DOCUMENT EXTRACT:
Segment Open
This does not sound a free society. I don't see how this is free at all.   Really, does it really make you less than a man if you don't drink enough Red Bulls?

With an impossibly narrow view—of hegemony, of straightness, of success—only restricts, bullies, and silences us, we are all living in a type of closet.

Why not just be honest to yourself? Come out, in whatever way you can?

Well, of course we know the answer. It can be scary hard. Even “coming out” is a misnomer. It’s not an event—it’s a process and a journey that is different for many people. It’s in many ways never complete. Why do we know this? Because we’ve been there. We’ve had to work this out to survive.

But this is new ground for people who have never had their identities invalidated.  Maybe when you’ve been straight, it can be hard to see outside the narrow. And this is how our queer experiences can benefit the world around us. This is where, I would ask you to see possibilities, the implications of leading people out of their closets.

Think of how much better the world would be if we could instruct others in how to come out. Because if accepting someone’s identity as a trans woman—despite appearances—can liberate her, acceptance can liberate a straight man, as well. Put the Red Bull down. It’s ok! Here’s some juice!

Yes, in challenging times, people want the sure thing. They want to know who is good? Who is Evil? What’s proper, what’s not proper? What safe, what’s dangerous?
Segment Closed
GIVEN RECORDS:
Segment Open
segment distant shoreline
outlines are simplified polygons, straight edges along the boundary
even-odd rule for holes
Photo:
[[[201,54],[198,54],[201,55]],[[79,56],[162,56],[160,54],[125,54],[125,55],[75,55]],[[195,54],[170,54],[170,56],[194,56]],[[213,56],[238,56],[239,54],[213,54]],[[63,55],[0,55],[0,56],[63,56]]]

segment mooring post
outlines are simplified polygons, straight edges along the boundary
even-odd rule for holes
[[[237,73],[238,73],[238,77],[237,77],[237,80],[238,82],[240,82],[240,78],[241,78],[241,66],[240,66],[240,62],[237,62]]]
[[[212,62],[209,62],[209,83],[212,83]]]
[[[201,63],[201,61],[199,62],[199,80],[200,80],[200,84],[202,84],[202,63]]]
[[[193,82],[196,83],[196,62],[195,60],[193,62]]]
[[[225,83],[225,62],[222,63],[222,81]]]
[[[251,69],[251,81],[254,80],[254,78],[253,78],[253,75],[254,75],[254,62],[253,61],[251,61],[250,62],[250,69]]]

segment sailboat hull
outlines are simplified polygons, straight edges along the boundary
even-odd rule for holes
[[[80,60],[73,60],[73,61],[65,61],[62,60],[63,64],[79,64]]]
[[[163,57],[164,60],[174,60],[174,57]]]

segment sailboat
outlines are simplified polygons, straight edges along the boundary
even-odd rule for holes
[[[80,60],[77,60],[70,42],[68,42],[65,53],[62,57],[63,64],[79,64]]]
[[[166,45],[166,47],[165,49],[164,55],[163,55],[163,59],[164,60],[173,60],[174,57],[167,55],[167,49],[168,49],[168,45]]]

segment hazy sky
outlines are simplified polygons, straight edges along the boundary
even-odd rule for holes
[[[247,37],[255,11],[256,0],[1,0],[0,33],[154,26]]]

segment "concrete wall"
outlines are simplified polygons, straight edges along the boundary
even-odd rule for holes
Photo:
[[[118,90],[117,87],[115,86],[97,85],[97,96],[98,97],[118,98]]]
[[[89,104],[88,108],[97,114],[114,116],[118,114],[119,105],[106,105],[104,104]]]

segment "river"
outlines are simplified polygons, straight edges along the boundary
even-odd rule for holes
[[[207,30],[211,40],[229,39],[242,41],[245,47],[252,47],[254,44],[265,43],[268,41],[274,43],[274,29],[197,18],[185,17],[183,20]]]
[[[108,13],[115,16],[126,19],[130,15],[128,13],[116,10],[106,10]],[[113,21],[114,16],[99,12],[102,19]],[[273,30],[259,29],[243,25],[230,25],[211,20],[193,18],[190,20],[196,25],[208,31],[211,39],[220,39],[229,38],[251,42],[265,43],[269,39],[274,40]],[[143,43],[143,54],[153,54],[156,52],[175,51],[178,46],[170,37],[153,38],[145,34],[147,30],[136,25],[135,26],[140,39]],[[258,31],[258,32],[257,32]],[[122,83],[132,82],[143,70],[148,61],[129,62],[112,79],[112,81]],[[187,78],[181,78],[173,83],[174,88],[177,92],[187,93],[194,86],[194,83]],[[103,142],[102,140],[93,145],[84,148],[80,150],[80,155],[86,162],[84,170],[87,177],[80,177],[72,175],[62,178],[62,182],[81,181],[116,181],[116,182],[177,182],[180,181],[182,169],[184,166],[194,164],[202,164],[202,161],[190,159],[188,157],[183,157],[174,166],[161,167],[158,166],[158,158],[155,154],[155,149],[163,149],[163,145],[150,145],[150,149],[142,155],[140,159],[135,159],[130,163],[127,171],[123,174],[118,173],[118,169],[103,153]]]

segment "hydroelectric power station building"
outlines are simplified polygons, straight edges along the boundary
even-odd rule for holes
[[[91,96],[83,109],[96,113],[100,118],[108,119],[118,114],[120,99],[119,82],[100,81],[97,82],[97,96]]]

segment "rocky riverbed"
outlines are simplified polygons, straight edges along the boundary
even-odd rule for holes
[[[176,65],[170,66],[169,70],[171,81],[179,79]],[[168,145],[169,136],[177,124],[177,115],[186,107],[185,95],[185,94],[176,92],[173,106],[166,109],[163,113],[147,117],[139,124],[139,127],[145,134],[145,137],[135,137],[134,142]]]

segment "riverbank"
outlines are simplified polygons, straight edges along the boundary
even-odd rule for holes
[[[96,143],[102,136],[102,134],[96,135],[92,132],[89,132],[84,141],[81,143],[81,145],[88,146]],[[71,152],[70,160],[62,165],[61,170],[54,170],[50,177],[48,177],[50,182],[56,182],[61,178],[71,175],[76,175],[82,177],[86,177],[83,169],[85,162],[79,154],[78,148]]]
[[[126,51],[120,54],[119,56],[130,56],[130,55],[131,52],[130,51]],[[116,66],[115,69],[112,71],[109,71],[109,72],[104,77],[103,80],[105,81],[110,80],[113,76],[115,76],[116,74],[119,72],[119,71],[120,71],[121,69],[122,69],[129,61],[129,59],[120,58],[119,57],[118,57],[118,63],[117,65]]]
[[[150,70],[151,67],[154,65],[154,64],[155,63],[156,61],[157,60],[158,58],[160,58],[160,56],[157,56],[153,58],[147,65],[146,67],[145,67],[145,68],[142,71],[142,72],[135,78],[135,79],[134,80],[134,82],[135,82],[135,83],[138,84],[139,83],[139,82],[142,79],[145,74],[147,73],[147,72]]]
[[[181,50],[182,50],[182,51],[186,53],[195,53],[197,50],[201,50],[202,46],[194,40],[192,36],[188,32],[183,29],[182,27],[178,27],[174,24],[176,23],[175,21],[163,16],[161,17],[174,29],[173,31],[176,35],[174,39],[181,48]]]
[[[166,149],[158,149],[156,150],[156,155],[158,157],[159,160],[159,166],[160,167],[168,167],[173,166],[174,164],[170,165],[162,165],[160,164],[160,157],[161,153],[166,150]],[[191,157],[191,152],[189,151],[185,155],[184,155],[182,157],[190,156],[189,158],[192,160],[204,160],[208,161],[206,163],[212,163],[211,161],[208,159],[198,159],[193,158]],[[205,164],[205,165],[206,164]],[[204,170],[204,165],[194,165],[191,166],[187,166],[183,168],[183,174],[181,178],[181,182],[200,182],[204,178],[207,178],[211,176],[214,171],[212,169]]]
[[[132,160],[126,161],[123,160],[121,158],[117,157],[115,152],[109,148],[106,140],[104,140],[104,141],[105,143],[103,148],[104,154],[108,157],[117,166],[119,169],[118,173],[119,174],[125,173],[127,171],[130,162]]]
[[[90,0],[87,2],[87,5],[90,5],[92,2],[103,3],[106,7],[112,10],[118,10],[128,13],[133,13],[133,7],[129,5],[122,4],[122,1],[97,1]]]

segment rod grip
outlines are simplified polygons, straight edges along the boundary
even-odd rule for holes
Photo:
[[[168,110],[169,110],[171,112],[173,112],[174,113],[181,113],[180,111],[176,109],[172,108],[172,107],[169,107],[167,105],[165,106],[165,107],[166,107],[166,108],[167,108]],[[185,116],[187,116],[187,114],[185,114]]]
Segment Closed
PROBLEMS TO SOLVE:
a. In the passage on coming out, what three things does the "impossibly narrow view" concern? List them all.
b. Please explain, in one to three sentences, why the passage on coming out calls the term "coming out" a misnomer.

RESULTS OF THE EXERCISE:
a. Hegemony, straightness, and success.

b. Coming out is not a single event. It is a process and a journey that differs for many people, and in many ways it is never complete.